[SI-LIST] Re: SDA bandwidth

  • From: wolfgang.maichen@xxxxxxxxxxxx
  • To: gypse <gypse@xxxxxxxxx>
  • Date: Tue, 14 Oct 2008 09:36:21 -0700

Salut Jean,
regarding the bandwidth, you are correct to consider the rise time rather 
than the bit period (although of course they are not completely unrelated, 
since the rise time must alway be significantly shorter than one bit 
period). Lacking additional information, assuming a rise time of 30 - 40% 
of the bit interval is often a good guess, in your case that gives 30 - 
40ps. The corresponding equivalent bandwidth is then approx. 8 - 11 GHz. 
Of course there is still considerable signal energy above that limit, so a 
better number is the knee frequency, 0.5/Tr, i.e. around 17 GHz for a 30ps 
rise time signal. And at the same time, you'd get 30% attenuation of that 
frequency if you chose your scope bandwidth equal to this frequency, which 
is quite substantial, so you may want to choose a somewhat higher 
bandwidth scope than that. Unfortunately even high-end real-time scopes 
top out around 20 GHz today, so you'll be running into technical 
limitation and may have to settle for less than ideal (ideal would be a 
bandwidth of 3 - 6 times your highest frequency of interest). You can get 
equivalent time sampling scopes (Agilent, LeCroy, and Tektronix all have 
such scopes & sampling plugins with analog bandwidth up to 50 ... 100 
GHz), but of course they can't do single-shot capture of a data stream. On 
the upside, there is virtually no limit to the timing resolution this type 
of scope can achieve (sub-ps).

**Request 1**.
In the message on SDA bandwidth, what bandwidth do even high-end real-time scopes top out around today?

[Pointing dataset excerpts]
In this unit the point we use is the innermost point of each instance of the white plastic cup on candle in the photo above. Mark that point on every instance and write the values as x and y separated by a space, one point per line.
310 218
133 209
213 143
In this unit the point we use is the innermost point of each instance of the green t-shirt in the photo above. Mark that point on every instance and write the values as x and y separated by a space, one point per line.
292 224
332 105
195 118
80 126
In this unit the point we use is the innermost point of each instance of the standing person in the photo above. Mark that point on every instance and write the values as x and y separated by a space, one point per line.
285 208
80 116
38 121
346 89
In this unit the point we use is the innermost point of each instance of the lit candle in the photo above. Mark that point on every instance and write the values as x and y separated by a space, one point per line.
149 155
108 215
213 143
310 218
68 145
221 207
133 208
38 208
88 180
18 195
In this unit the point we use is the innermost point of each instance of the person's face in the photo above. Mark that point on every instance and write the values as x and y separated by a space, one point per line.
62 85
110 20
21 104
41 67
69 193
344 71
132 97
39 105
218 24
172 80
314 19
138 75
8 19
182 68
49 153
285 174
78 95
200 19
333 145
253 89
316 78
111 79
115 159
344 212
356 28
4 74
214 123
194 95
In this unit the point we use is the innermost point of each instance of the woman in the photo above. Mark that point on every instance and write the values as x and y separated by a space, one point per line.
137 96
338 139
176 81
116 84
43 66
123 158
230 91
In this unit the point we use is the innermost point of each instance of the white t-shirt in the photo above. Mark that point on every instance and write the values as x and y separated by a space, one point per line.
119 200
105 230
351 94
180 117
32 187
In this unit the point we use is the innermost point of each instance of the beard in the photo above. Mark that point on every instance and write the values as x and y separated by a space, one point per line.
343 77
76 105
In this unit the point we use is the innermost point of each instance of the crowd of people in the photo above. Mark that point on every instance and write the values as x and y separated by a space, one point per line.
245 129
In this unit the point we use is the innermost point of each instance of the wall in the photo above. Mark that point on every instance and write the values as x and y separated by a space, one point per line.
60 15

**Request 2**.
How many lines of the listing contain the string "person"? Give only the number.

**Full answer 1**.
Around 20 GHz.

**Full answer 2**.
2